---------- Information given

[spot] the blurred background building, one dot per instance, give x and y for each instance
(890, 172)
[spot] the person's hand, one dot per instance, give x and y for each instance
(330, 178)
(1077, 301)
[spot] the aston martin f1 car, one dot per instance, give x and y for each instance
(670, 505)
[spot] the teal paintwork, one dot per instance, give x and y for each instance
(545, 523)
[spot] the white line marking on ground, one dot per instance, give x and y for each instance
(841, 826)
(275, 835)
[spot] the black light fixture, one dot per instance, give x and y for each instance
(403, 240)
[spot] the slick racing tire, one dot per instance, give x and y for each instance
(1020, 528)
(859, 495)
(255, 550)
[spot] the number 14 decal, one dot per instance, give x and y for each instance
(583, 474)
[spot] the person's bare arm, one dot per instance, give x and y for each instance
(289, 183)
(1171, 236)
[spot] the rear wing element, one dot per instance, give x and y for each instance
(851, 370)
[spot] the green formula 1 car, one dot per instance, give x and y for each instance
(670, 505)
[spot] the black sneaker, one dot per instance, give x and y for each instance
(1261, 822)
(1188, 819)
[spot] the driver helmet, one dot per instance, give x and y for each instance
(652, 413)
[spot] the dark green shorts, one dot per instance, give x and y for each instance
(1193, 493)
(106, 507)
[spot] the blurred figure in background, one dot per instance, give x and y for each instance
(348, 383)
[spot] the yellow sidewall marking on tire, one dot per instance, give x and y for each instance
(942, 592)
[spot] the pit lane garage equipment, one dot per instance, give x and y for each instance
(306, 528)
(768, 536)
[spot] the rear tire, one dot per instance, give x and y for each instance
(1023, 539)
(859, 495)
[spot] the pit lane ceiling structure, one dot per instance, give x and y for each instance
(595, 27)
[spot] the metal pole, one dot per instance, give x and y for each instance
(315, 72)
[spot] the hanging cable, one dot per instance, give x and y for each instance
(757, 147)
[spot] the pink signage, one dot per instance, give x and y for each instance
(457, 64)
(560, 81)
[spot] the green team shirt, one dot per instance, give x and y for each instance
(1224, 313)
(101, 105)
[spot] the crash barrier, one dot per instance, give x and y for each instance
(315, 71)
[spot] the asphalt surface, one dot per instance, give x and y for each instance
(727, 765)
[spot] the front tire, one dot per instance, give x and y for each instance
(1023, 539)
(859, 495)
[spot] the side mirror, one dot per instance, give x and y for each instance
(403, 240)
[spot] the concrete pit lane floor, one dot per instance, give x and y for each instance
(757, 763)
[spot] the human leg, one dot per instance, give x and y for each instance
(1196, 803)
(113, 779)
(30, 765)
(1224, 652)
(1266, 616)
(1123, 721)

--------------------

Task statement: Write the listing out again, word for word, in its entirety.

Exercise response:
[spot] the blurred background building, one dot per instance, give x and y for each instance
(890, 172)
[spot] the person's hand, one dot per instance, give x and y for each instance
(330, 178)
(1077, 301)
[spot] the aston martin f1 car, one dot per instance, give x and y for each instance
(670, 505)
[spot] the teal paintwork, one dot per instance, give x and y for each instance
(545, 523)
[spot] the white line marking on ground, one dot per instance, give x and y for each instance
(841, 826)
(275, 835)
[spot] the black light fixture, one dot per instance, give x and y for each instance
(403, 240)
[spot] the slick racing tire, one dot per instance, give x and y for each instance
(1020, 528)
(859, 495)
(255, 550)
[spot] the number 14 decal, one dot per instance, give x and y for each instance
(583, 474)
[spot] the person's bare arm, one dot per instance, give x and y for each instance
(289, 183)
(1171, 236)
[spot] the rear wing element, one dot per instance, give x and y for each instance
(851, 370)
[spot] the green formula 1 car, one dot per instance, give x and y for each instance
(670, 505)
[spot] the black sneaker, one dot per instance, give x and y for each instance
(1261, 822)
(1188, 819)
[spot] the driver helmet, one dot per instance, give x and y for each instance
(652, 413)
[spot] the dark green shorts, one dot per instance, give x and y for each instance
(1193, 493)
(106, 507)
[spot] the blurred figure in background, one dot per instance, give x and y for each instance
(348, 383)
[spot] the yellow sidewall marking on tire, one dot per instance, give x and y for each instance
(942, 592)
[spot] the pit lane garage equipment, one dot per instance, give x and y for each instance
(306, 528)
(768, 536)
[spot] the rear tire, one dot per instance, give x and y for each instance
(1023, 539)
(859, 495)
[spot] the pit lane ceiling structure, one dot per instance, give x and y for each instance
(595, 27)
[spot] the metal pole, one dot per instance, give x and y for each instance
(315, 72)
[spot] the hanging cable, one dot per instance, give x and y for each instance
(757, 147)
[spot] the pink signage, one dot per instance, give x and y for each instance
(457, 64)
(560, 81)
[spot] the green team shirt, one dot per instance, give x and y for each instance
(1224, 313)
(101, 105)
[spot] the crash barrier, one dot per instance, give x and y for each instance
(315, 71)
[spot] the asphalt surface, one dot per instance, give x and y for each instance
(727, 765)
[spot] the front tire, one dot per instance, give x and y for each instance
(1023, 539)
(859, 495)
[spot] the side mirror, one dot per instance, give x and y for each instance
(403, 240)
[spot] the concrete pit lane floor, one dot per instance, give x and y for each instance
(757, 763)
[spot] the human leg, one dot per instance, give x and y for each instance
(1196, 803)
(113, 779)
(30, 765)
(1224, 652)
(1266, 616)
(1123, 721)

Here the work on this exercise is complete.